Entries shown

┌──

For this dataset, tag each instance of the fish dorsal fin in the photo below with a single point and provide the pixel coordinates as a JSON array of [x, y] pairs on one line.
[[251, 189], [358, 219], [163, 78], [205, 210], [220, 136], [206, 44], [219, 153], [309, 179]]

└──
┌──

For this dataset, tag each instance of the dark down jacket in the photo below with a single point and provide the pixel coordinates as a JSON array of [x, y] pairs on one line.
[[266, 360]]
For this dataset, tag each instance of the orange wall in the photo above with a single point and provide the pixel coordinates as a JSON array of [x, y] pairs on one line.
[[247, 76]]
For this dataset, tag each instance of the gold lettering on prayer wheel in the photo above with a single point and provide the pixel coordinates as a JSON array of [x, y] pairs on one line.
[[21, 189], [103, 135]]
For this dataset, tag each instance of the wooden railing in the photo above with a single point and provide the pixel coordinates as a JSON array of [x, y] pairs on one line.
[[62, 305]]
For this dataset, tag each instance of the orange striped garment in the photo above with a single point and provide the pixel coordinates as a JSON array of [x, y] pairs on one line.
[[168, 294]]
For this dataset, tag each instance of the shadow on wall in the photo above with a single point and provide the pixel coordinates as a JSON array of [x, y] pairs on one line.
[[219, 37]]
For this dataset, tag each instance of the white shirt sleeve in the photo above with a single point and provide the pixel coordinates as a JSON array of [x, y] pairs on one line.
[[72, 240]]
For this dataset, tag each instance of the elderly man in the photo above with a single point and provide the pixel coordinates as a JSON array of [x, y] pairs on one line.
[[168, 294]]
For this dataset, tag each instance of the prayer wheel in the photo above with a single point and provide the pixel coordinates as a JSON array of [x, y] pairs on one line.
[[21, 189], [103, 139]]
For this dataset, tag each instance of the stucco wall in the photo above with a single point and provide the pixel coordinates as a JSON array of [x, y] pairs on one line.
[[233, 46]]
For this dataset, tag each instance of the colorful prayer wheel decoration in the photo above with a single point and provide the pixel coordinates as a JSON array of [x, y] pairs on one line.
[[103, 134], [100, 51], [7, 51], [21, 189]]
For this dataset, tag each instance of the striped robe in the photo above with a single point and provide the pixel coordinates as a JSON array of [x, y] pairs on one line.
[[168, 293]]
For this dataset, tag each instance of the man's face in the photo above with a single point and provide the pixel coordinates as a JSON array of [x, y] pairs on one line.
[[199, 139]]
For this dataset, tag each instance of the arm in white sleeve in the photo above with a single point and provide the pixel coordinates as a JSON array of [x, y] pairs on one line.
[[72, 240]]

└──
┌──

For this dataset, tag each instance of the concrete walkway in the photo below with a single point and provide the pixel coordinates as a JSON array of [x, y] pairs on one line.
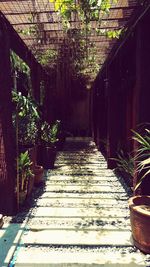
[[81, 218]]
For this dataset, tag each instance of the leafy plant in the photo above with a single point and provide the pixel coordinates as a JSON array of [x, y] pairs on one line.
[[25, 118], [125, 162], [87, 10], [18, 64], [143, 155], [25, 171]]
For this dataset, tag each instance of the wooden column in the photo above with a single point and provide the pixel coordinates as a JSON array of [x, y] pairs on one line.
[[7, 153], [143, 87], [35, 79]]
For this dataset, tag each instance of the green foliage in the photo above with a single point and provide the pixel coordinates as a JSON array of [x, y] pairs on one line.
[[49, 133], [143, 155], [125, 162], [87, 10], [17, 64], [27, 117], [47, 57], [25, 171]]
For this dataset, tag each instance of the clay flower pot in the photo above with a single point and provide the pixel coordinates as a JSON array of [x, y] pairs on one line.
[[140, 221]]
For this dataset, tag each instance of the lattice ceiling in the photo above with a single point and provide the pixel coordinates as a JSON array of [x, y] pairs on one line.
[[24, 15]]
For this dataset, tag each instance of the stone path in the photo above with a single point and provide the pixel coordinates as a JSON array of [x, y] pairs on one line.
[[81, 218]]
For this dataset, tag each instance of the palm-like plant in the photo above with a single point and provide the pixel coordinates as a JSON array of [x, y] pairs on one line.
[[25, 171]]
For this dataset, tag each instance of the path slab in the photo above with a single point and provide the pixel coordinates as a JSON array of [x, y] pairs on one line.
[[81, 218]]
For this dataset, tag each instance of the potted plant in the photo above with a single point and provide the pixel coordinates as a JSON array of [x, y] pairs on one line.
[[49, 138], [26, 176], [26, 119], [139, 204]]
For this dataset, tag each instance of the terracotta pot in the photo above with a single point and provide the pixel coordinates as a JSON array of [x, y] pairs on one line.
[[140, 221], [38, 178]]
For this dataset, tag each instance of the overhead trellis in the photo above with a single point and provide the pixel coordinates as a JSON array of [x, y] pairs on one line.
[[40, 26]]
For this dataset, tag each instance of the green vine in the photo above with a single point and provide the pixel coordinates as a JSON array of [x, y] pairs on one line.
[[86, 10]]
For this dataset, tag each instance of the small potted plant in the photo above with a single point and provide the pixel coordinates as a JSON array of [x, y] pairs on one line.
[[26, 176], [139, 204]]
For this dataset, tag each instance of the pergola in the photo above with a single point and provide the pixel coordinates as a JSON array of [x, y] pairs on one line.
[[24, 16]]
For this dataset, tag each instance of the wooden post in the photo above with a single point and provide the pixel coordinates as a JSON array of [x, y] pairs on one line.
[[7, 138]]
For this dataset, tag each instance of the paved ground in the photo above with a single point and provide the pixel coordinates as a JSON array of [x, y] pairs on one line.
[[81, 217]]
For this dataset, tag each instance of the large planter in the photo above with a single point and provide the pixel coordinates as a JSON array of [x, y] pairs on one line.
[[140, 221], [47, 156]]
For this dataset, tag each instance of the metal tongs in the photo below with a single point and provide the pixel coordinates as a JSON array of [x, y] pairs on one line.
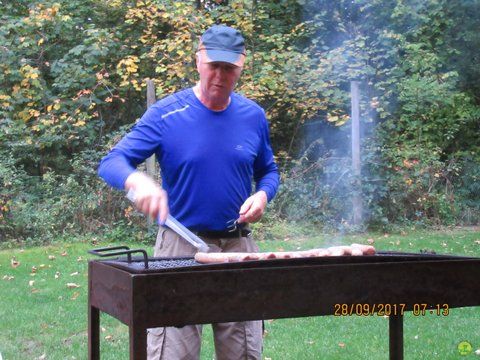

└──

Work to do
Rewrite only the lines between the one holding "For this dataset, tag each instance of the pergola" and the one holding "For this dataset, tag each instance of the metal", inclusive, putting "image coordinates" wherever "pixel coordinates" appears and leaving everything else unchanged.

Output
For this dataset, tag each instance of the pergola in the photo above with a single point and provide the image coordinates as a JSON array of [x, y] pairs on one line.
[[24, 16]]
For this dataset, tag each instance of the wooden post in the photo above with a single point and provide the image coordinates as a JSON array of [x, y] pairs on one line.
[[7, 138]]
For this dataset, tag each instance of the paved ground in the photo above with a single point and provide the image coordinates as a JSON array of [x, y] pairs on one line.
[[81, 217]]
For this dataset, tag each instance of the large planter in the photo above with a single point and provide the image coordinates as a JSON array of [x, y] pairs on one line.
[[140, 221], [47, 156]]
For this dataset, tag each instance of the metal tongs in the photo below with a single point and provide the image coordinates as a JSON array of [x, y] pairs on one line.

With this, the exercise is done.